◆ The task:
Could you rewrite the rows below, putting "enclosing box" in place of "bounding box" and leaving everything else unchanged?

◆ The records:
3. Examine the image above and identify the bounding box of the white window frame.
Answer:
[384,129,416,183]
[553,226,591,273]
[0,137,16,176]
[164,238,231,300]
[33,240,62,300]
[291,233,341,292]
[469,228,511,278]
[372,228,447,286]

◆ Solved problem:
3. Examine the image above and identify the enclosing box of the white window frame.
Answer:
[384,129,416,183]
[553,226,591,273]
[0,137,16,176]
[164,238,231,300]
[33,240,62,300]
[291,233,341,292]
[469,228,511,278]
[372,228,447,286]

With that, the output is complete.